»»

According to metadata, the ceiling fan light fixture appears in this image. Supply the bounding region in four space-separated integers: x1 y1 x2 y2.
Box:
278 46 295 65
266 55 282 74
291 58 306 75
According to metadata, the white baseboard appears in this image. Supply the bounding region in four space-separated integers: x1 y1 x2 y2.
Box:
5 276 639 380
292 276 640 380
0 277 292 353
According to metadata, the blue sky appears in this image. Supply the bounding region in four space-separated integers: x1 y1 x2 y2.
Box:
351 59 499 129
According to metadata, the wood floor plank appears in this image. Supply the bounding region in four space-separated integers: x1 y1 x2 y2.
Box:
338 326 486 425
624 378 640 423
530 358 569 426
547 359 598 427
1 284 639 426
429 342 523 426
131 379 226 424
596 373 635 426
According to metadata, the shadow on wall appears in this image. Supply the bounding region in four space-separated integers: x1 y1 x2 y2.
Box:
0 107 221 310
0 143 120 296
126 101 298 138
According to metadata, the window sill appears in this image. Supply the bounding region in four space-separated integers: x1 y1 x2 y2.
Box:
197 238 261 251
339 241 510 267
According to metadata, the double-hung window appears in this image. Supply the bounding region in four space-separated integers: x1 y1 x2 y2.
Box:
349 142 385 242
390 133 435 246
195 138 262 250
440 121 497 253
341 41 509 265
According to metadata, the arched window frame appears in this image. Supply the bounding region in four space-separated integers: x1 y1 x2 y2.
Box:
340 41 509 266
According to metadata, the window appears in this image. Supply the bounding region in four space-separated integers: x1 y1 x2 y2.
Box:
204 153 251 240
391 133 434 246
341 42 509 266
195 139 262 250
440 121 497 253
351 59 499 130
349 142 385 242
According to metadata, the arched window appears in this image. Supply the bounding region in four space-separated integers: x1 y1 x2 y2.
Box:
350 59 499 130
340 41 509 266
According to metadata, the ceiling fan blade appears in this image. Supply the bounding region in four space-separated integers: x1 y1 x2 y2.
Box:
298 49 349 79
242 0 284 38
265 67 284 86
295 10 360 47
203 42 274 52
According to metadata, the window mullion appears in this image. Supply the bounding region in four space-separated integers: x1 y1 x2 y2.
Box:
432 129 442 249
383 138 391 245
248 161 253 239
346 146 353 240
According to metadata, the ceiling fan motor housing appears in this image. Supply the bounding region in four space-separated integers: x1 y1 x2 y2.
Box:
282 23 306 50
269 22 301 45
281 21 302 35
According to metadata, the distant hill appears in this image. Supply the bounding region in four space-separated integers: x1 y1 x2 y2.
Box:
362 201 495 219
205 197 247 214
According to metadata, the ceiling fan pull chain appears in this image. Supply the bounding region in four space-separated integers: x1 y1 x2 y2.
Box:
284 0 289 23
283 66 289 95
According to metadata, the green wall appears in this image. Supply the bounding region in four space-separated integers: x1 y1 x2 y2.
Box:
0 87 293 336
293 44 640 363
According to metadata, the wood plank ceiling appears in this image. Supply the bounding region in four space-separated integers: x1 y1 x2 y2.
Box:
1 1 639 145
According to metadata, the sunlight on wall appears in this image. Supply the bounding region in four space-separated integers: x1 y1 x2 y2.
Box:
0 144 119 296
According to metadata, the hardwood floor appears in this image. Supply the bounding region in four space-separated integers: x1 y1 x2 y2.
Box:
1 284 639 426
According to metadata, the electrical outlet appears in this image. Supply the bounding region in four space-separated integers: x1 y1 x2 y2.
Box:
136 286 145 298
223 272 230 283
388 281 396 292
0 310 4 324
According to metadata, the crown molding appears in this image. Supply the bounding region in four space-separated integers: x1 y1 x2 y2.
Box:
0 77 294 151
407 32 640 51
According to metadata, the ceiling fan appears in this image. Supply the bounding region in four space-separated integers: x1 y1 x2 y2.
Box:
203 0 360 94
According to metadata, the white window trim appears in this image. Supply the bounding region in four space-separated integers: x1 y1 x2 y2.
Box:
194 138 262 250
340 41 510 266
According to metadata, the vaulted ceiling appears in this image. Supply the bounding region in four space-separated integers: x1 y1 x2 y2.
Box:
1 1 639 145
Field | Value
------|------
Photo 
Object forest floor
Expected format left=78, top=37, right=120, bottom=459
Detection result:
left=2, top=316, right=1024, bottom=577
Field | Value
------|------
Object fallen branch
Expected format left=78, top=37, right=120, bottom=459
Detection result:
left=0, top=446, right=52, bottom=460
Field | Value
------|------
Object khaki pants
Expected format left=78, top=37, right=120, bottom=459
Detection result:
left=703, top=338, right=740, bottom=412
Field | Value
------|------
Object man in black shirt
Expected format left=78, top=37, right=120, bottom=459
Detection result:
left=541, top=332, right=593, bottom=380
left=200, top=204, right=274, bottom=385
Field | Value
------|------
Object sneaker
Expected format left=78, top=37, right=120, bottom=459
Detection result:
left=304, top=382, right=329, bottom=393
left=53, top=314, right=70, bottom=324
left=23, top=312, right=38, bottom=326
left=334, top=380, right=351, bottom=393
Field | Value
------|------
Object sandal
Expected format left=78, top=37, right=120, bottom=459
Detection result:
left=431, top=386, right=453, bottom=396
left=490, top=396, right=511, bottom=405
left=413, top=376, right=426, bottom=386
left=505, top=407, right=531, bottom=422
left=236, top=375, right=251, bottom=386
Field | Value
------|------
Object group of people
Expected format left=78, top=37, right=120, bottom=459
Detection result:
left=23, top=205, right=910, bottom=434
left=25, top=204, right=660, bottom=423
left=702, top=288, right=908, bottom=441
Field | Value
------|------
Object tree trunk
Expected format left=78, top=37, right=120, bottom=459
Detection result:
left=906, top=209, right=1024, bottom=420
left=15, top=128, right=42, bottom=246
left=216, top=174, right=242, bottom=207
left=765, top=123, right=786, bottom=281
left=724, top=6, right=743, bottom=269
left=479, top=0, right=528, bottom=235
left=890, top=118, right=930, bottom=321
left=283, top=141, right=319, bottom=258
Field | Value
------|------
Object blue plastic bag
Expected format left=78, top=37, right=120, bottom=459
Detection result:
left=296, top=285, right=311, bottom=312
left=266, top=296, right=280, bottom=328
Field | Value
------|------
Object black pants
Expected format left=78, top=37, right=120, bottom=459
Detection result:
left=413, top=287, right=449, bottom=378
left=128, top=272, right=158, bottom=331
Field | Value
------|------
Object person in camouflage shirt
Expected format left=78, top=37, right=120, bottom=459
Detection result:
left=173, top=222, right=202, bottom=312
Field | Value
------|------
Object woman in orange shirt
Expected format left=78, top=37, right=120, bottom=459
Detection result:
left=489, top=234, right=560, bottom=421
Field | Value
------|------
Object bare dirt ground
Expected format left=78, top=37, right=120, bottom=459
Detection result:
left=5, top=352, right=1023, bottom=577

««

■ Exercise requirements
Going through the data above, return each line with the word "wall".

■ Response below
According to metadata, the shadow on wall appears in this image. Supply the bounding region in four space-separated integers: x1 y1 x2 y2.
According to metadata, the green wall appears in this image. Supply the bounding region in four space-separated integers: x1 y1 x2 y2.
According to metadata, the sunlight on wall appears in this image. Supply the bounding region in four space-separated integers: x1 y1 x2 y2.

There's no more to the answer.